▶ _Source passage_:

####

No one expected that Align Technology's (NASDAQ:ALGN) first-quarter results would be great. The orthodontic device maker began to reset expectations in late January when it provided Q1 guidance in its fourth-quarter update that was well below what Wall Street had previously estimated.

Align announced its Q1 results after the market closed on Wednesday. And the numbers were even grimmer than anticipated. Here are the highlights from Align's Q1 update.

Hand holding clear aligner with reflection appearing on a table surface

Image source: Getty Images.

Below expectations

The company reported first-quarter revenue of $551 million. Not only was this result well below the average analysts' estimate of $580.3 million, but it also fell short of Align's guidance of revenue between $615 million and $630 million. Of course, that outlook was given before the COVID-19 outbreak hit the U.S. and Europe with full force.

Align's Q1 revenue also reflected a 15% drop from the previous quarter. This decline resulted in large part from Invisalign case shipment volume tumbling 13% from Q4. In addition, the company's scanner and services revenue sank nearly 35% from the sequential quarter to $69.4 million.

The dismal revenue picture also impacted Align's bottom line. The company announced Q1 adjusted earnings of $57.9 million, or $0.73 per share. This was a steep decline from earnings of $1.25 per share in the prior-year period and $1.76 per share in the fourth quarter of 2019. 

As was the case with its top-line result, Align's Q1 earnings badly missed the consensus Wall Street earnings estimate of $1.00 per share. The company's earnings number also was much lower than its guidance range of adjusted earnings between $1.19 and $1.28.

On the other hand, Align's earnings based on generally accepted accounting principles (GAAP) looked great, at least at first glance. The company reported GAAP earnings of $1.52 billion, or $19.21 per share, compared to GAAP earnings of $0.89 per share in the prior-year period and $1.53 per share in the previous quarter. However, the improvement stemmed entirely from an income tax benefit of $1.46 billion in the first quarter of 2020.

####

▶ _Dataset entries_:
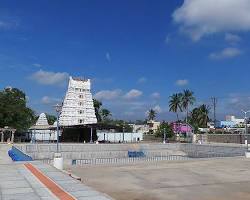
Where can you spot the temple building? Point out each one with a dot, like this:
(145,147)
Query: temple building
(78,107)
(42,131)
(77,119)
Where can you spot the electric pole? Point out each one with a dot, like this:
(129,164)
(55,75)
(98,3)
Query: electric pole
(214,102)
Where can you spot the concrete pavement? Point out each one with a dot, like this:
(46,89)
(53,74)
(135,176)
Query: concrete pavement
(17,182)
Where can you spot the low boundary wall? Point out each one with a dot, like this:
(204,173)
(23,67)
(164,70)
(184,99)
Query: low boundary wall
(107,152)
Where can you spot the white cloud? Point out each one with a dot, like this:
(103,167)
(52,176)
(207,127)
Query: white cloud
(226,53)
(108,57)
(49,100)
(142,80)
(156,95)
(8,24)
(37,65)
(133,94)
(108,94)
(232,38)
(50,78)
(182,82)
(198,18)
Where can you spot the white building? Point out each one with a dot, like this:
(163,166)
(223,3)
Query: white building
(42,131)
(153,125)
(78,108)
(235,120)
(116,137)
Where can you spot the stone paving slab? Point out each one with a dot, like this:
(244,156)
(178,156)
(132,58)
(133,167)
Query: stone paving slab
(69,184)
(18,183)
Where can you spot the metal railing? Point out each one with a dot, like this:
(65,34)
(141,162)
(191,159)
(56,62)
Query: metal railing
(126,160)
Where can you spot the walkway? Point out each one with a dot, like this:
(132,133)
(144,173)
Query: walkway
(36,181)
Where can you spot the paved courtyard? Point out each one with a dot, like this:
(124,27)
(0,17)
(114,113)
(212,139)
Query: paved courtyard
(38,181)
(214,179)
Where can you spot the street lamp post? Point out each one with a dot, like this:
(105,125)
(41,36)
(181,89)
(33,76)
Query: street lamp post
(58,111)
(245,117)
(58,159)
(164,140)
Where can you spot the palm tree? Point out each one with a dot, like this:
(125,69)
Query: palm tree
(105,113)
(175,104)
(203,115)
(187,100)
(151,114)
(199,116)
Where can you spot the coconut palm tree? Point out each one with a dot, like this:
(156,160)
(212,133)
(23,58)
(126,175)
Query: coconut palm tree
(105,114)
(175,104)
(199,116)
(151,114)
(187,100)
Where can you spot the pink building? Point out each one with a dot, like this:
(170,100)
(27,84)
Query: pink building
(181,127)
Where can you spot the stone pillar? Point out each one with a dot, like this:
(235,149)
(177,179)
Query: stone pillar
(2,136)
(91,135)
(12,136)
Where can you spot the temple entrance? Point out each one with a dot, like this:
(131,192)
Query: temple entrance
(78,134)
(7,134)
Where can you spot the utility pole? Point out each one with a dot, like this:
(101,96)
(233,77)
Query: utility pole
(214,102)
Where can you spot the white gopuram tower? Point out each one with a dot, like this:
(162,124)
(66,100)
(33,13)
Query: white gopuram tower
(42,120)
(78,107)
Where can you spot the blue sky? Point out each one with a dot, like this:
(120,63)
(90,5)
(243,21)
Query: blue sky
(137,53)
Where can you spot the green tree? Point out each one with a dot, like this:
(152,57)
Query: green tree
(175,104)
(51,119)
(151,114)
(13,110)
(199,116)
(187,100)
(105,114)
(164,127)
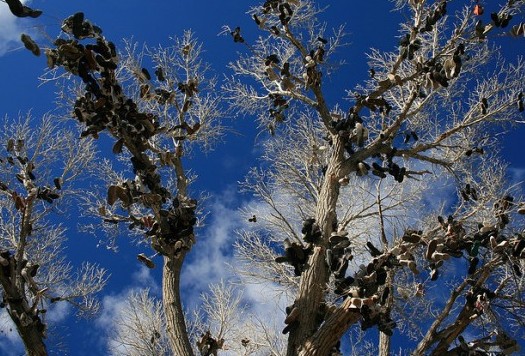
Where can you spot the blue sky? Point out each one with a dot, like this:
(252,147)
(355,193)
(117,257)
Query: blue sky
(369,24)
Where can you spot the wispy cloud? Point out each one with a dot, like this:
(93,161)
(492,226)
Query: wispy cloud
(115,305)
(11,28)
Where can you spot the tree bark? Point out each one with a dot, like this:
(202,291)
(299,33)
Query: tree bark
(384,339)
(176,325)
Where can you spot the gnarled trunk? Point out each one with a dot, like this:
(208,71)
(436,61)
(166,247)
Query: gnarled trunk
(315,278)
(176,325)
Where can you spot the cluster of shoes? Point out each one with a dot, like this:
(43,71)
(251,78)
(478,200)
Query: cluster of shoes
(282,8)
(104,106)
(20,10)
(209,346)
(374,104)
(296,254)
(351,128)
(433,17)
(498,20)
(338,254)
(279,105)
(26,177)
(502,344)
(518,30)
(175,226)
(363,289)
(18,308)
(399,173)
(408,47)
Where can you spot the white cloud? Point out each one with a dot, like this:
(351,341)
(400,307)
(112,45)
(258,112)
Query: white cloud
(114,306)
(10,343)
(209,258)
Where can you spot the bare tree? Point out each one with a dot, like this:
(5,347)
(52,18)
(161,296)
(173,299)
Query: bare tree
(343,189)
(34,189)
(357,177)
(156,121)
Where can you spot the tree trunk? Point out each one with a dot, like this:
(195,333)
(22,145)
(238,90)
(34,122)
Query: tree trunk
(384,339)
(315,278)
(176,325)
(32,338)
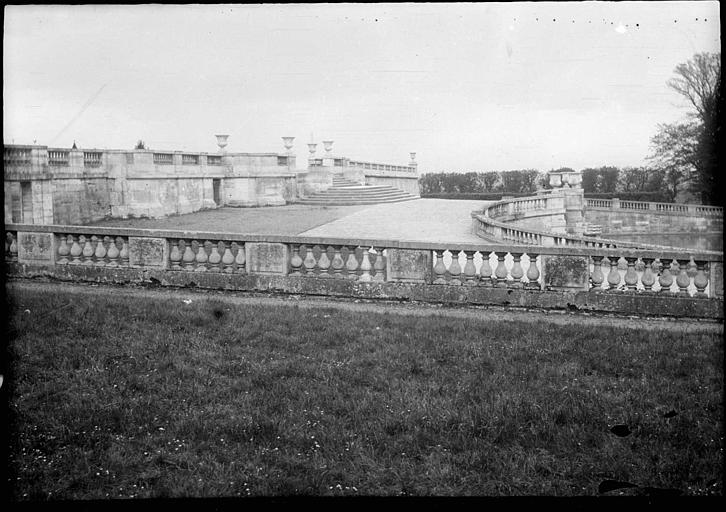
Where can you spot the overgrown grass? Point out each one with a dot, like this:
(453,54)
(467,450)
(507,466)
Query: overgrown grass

####

▶ _Exercise brief_: Copy out the full article on Align Technology's first-quarter results, word for word.

▶ _Result of the exercise_:
No one expected that Align Technology's (NASDAQ:ALGN) first-quarter results would be great. The orthodontic device maker began to reset expectations in late January when it provided Q1 guidance in its fourth-quarter update that was well below what Wall Street had previously estimated.

Align announced its Q1 results after the market closed on Wednesday. And the numbers were even grimmer than anticipated. Here are the highlights from Align's Q1 update.

Hand holding clear aligner with reflection appearing on a table surface

Image source: Getty Images.

Below expectations

The company reported first-quarter revenue of $551 million. Not only was this result well below the average analysts' estimate of $580.3 million, but it also fell short of Align's guidance of revenue between $615 million and $630 million. Of course, that outlook was given before the COVID-19 outbreak hit the U.S. and Europe with full force.

Align's Q1 revenue also reflected a 15% drop from the previous quarter. This decline resulted in large part from Invisalign case shipment volume tumbling 13% from Q4. In addition, the company's scanner and services revenue sank nearly 35% from the sequential quarter to $69.4 million.

The dismal revenue picture also impacted Align's bottom line. The company announced Q1 adjusted earnings of $57.9 million, or $0.73 per share. This was a steep decline from earnings of $1.25 per share in the prior-year period and $1.76 per share in the fourth quarter of 2019. 

As was the case with its top-line result, Align's Q1 earnings badly missed the consensus Wall Street earnings estimate of $1.00 per share. The company's earnings number also was much lower than its guidance range of adjusted earnings between $1.19 and $1.28.

On the other hand, Align's earnings based on generally accepted accounting principles (GAAP) looked great, at least at first glance. The company reported GAAP earnings of $1.52 billion, or $19.21 per share, compared to GAAP earnings of $0.89 per share in the prior-year period and $1.53 per share in the previous quarter. However, the improvement stemmed entirely from an income tax benefit of $1.46 billion in the first quarter of 2020.